═══ SELECTED EXTRACT

The National Committee on Quality Assurance (NCQA) has launched an artificial intelligence working group to determine how to best measure performance of high-risk AI once it has been deployed by health plans and providers.
The 35-year-old organization runs a spate of quality measurement and reporting programs, like health plan accreditation and the Healthcare Effectiveness Data and Information Set (HEDIS) measures used by 90% of health plans, according to the Office of the Assistant Secretary for Planning and Evaluation.
The NCQA has convened more than 30 organizations to share their experiences using AI and help create standards for the technology. Some members of its AI working group are the American Academy of Family Physicians, America's Health Insurance Plans, Blue Cross Blue Shield of Tennessee, the Community Care Plan, Covered California, the Kaiser Foundation Health Plan and United HealthCare.
"As the modality of care, as the channels of healthcare delivery continue to evolve, and as we continue to see a very evolving healthcare delivery landscape, we do want to take a very hard look at what additional things we can do to continue putting that lens on quality and putting quality front and center," Vik Wadhwani, chief transformation officer at NCQA, said in an interview.
The NCQA hopes the monthly convenings of the AI working group will be a good opportunity for the organization to learn about the issues facing health plans and providers during post-deployment monitoring of AI. As the working group members share their experiences using responsible yet innovative AI, NCQA hopes the members can learn from each other as well.

══════
═══ MATERIAL SHOWN

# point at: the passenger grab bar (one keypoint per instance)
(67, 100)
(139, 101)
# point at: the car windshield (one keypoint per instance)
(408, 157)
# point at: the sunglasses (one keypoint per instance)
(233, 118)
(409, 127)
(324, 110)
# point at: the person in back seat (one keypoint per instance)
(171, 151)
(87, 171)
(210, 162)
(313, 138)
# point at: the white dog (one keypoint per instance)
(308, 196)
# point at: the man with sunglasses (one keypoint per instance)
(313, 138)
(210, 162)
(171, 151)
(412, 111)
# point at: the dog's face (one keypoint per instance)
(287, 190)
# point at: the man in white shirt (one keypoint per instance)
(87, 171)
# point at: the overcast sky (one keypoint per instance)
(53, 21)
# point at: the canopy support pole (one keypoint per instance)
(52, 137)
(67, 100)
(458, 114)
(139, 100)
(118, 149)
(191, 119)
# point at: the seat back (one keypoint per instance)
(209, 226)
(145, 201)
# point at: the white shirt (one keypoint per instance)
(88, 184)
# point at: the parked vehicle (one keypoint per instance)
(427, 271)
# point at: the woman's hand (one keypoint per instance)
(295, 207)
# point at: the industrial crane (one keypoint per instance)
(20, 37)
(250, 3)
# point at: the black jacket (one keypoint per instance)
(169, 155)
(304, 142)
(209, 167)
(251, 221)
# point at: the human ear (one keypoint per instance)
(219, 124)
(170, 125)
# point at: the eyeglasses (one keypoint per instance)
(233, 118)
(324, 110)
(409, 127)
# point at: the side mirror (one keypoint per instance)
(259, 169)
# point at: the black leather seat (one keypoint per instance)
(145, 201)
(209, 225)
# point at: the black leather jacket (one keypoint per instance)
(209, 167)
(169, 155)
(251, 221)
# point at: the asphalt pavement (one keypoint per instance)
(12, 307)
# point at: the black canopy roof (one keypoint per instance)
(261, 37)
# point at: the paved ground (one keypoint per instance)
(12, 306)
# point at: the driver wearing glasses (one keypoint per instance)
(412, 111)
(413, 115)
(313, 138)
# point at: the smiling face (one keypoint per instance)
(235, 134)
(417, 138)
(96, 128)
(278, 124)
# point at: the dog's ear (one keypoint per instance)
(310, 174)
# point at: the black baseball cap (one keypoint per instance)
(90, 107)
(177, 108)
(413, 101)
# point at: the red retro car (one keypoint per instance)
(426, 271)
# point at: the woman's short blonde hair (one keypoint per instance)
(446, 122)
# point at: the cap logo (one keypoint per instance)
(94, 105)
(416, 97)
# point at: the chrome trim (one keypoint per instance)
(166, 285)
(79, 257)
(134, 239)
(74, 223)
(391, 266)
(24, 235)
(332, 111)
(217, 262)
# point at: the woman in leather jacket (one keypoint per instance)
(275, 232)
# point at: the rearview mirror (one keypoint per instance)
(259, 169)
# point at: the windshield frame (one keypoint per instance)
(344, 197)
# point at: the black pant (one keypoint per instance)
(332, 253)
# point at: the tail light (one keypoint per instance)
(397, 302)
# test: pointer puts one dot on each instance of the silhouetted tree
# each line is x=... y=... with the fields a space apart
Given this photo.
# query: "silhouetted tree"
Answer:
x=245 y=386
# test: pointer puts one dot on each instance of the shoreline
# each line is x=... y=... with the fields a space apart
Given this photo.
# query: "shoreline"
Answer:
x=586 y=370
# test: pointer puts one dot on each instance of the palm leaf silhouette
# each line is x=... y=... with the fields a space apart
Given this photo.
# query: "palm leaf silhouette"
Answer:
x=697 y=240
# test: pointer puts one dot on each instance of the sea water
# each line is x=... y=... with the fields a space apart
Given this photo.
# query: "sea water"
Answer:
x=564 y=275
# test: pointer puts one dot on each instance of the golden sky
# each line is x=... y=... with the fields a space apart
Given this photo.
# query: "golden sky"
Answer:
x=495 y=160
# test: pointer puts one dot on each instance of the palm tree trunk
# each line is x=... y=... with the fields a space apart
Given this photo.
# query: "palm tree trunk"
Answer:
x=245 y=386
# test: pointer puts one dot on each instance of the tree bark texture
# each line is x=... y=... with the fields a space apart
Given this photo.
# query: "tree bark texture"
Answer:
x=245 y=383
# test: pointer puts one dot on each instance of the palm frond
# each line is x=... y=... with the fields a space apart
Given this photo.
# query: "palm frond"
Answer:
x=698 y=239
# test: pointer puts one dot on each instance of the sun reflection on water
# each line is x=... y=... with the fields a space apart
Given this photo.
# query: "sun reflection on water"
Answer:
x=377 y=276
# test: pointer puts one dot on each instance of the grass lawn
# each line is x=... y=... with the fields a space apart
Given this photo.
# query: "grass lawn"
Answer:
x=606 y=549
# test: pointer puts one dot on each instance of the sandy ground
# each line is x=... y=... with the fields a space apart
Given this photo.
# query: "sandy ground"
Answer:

══════

## TASKS TO PERFORM
(A) In the article on the NCQA's AI working group, how many organizations has the NCQA convened to share their experiences using AI?
(B) Reproduce word for word the part of the article on the NCQA's AI working group starting with "The NCQA has" and going on through "in an interview.".
(C) Say whether each statement agrees with the article on the NCQA's AI working group, quoting the deciding words: (i) The HEDIS measures are used by 90% of health plans. (ii) The NCQA is a 50-year-old organization. (iii) Vik Wadhwani is the chief executive officer at NCQA.

## EXPECTED RESULTS
(A) More than 30 organizations.

(B)
The NCQA has convened more than 30 organizations to share their experiences using AI and help create standards for the technology. Some members of its AI working group are the American Academy of Family Physicians, America's Health Insurance Plans, Blue Cross Blue Shield of Tennessee, the Community Care Plan, Covered California, the Kaiser Foundation Health Plan and United HealthCare.
"As the modality of care, as the channels of healthcare delivery continue to evolve, and as we continue to see a very evolving healthcare delivery landscape, we do want to take a very hard look at what additional things we can do to continue putting that lens on quality and putting quality front and center," Vik Wadhwani, chief transformation officer at NCQA, said in an interview.

(C)
(i) Yes: "the Healthcare Effectiveness Data and Information Set (HEDIS) measures used by 90% of health plans"
(ii) No: "The 35-year-old organization"
(iii) No: "Vik Wadhwani, chief transformation officer at NCQA"